>> begin

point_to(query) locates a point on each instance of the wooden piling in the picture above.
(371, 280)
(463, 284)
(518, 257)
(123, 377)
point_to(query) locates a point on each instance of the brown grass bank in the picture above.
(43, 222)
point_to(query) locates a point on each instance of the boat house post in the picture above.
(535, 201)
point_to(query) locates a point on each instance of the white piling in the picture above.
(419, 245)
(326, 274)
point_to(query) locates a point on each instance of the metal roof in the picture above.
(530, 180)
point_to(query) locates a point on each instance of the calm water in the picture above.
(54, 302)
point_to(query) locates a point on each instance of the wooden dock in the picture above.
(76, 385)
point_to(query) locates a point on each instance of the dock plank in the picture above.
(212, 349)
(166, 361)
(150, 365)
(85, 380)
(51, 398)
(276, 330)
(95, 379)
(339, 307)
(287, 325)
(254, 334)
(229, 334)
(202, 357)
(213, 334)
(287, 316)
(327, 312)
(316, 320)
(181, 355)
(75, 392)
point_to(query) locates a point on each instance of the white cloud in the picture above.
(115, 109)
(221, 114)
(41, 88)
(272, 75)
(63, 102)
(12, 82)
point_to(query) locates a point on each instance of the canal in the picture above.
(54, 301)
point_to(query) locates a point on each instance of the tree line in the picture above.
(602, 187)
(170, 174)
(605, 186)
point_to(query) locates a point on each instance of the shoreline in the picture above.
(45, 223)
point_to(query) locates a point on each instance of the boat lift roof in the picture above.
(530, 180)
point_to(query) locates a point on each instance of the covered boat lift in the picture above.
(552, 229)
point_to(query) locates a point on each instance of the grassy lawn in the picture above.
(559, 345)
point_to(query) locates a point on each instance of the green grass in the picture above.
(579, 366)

>> end

**WRITTEN PROBLEM:** Write out every line of the records exactly.

**THE REPLY:**
point_to(query) locates a point on each instance of the wooden piling in the picture above.
(371, 280)
(463, 284)
(518, 257)
(123, 377)
point_to(query) locates a point on each instance of the brown grass bank in the picture above.
(43, 222)
point_to(query) locates a point on each instance of the boat house post in the picture above.
(535, 201)
point_to(query) locates a point on each instance of the white piling in the picture above.
(419, 245)
(326, 274)
point_to(query) locates a point on each instance of the metal roof in the picture above.
(530, 180)
point_to(query) locates a point on each instance of the calm water in the picture above.
(54, 302)
point_to(query) locates a point on each instance of the wooden dock in the picture above.
(76, 385)
point_to(query) locates a point on each instance of the dock plank in the picture above.
(212, 349)
(166, 361)
(150, 365)
(85, 380)
(51, 398)
(276, 330)
(95, 379)
(339, 307)
(287, 325)
(254, 334)
(229, 334)
(202, 357)
(213, 334)
(287, 316)
(327, 312)
(316, 320)
(181, 355)
(75, 392)
point_to(query) locates a point on each instance of the white cloud in the picture above.
(115, 109)
(221, 114)
(41, 88)
(272, 75)
(63, 102)
(12, 82)
point_to(query) locates a point on each instance of the canal in the picture above.
(54, 301)
point_to(query) locates a point on each instance of the tree line in the picture above.
(602, 187)
(170, 174)
(605, 186)
point_to(query) locates a point on each instance of the shoreline in the picture above.
(45, 223)
point_to(query) locates a point on each instance of the boat lift roof in the picture above.
(530, 180)
point_to(query) locates a point on each instance of the covered boat lift in the picture above.
(552, 229)
point_to(query) locates a point on each instance of the grassy lawn in the picture above.
(559, 345)
point_to(query) locates a point on each instance of the green grass in the picture above.
(579, 366)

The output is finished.